*Given request*.
Starting at the line containing "For each instance of the snow-covered valley, set" and ending at the last line of the items, write out every line again, requests included, shifting each coordinate in the answers by -131. Leave the pictures out of your answer.

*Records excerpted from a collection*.
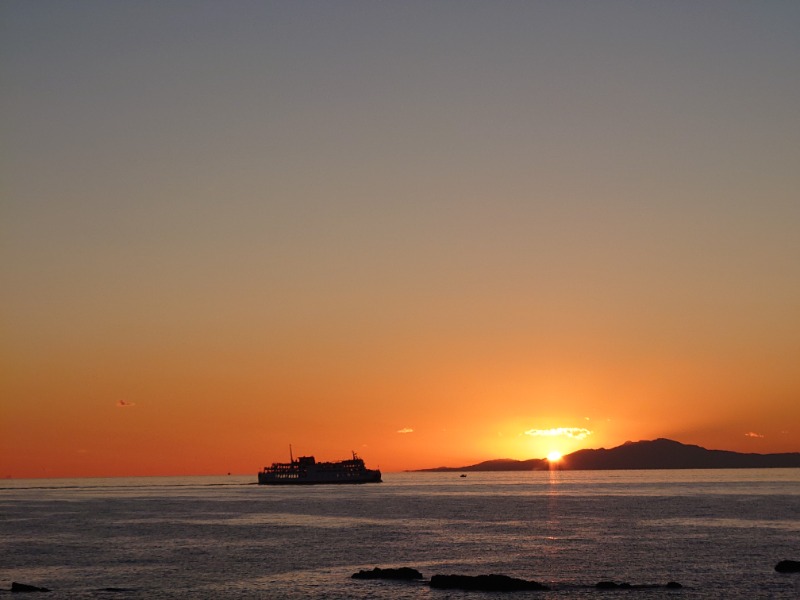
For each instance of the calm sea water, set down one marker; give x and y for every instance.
(719, 533)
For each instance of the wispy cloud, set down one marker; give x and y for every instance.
(577, 433)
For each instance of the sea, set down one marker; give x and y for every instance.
(719, 533)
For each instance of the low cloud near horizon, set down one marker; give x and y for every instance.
(578, 433)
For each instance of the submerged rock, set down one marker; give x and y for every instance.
(788, 566)
(485, 583)
(613, 585)
(24, 587)
(405, 573)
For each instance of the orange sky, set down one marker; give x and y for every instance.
(428, 233)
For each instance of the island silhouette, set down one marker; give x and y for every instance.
(646, 454)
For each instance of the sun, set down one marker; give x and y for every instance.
(554, 456)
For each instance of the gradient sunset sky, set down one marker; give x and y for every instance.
(431, 232)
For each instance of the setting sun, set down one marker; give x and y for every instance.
(554, 456)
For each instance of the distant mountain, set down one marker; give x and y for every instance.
(652, 454)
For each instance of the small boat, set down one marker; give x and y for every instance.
(307, 471)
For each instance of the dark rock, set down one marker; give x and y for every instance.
(612, 585)
(24, 587)
(788, 566)
(377, 573)
(485, 583)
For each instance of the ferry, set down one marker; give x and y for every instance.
(306, 471)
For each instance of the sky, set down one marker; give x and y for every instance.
(432, 233)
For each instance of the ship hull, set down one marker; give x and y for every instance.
(267, 479)
(307, 471)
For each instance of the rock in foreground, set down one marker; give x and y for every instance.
(485, 583)
(788, 566)
(24, 587)
(405, 573)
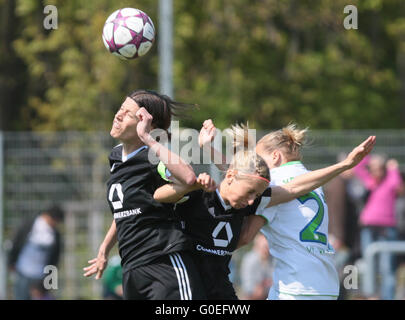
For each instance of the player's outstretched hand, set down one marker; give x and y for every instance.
(206, 182)
(97, 266)
(207, 133)
(360, 152)
(144, 125)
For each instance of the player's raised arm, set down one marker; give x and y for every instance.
(307, 182)
(173, 192)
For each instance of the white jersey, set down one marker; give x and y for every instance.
(297, 233)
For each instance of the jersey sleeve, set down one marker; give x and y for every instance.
(268, 214)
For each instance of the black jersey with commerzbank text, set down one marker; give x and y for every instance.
(214, 227)
(146, 229)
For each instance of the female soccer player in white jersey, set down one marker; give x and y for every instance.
(297, 231)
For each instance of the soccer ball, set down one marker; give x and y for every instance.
(128, 33)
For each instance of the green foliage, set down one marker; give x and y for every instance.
(268, 62)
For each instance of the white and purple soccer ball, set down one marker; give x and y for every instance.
(128, 33)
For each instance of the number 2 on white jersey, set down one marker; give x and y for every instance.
(310, 233)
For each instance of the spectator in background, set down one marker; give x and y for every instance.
(378, 219)
(257, 270)
(112, 280)
(345, 197)
(36, 244)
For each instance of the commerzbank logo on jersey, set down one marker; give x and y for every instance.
(217, 230)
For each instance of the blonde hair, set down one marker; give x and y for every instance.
(245, 159)
(288, 140)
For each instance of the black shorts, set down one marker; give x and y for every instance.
(171, 277)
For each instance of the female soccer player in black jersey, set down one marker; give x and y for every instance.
(152, 246)
(214, 220)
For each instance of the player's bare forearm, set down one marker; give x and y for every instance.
(181, 170)
(217, 158)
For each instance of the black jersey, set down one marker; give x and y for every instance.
(146, 229)
(214, 232)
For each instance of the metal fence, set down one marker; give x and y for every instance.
(71, 168)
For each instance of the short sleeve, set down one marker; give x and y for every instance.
(264, 201)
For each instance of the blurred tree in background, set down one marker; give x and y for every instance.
(267, 61)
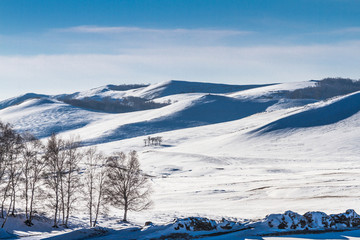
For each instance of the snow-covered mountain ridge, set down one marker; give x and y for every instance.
(228, 151)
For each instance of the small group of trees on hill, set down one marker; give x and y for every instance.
(59, 174)
(152, 141)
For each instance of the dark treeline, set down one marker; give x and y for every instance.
(59, 177)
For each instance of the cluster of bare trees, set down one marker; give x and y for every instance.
(152, 141)
(59, 175)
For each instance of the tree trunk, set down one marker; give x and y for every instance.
(98, 205)
(125, 212)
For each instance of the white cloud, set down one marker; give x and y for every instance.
(59, 73)
(106, 30)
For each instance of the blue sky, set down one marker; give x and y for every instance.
(54, 46)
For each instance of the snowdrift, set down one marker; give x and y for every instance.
(318, 114)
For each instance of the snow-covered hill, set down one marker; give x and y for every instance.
(228, 150)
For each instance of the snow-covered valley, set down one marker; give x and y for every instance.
(233, 152)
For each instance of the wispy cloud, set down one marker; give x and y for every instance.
(348, 30)
(72, 72)
(106, 30)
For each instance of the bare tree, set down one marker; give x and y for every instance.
(71, 176)
(127, 187)
(55, 160)
(11, 145)
(95, 178)
(33, 168)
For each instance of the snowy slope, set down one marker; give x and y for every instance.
(233, 153)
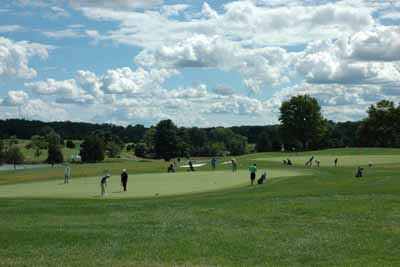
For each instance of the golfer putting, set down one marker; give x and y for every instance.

*Result of this exercise*.
For each instance of the snow-covered valley, set down one marker; give x and y for every instance.
(102, 21)
For each instance of the wispy cloud, set down one marker; give x and y for every instance.
(217, -101)
(-59, -59)
(-25, -101)
For each instance of the bare tree, set down one marker; give x and y for every instance.
(-60, 45)
(-4, 56)
(-76, 29)
(-120, 14)
(-36, 47)
(-98, 37)
For each instance of the snowy slope, set down one marker; give x and y for every instance.
(102, 22)
For each instance of the golfer putting, set down one marker; give x and y for every instance.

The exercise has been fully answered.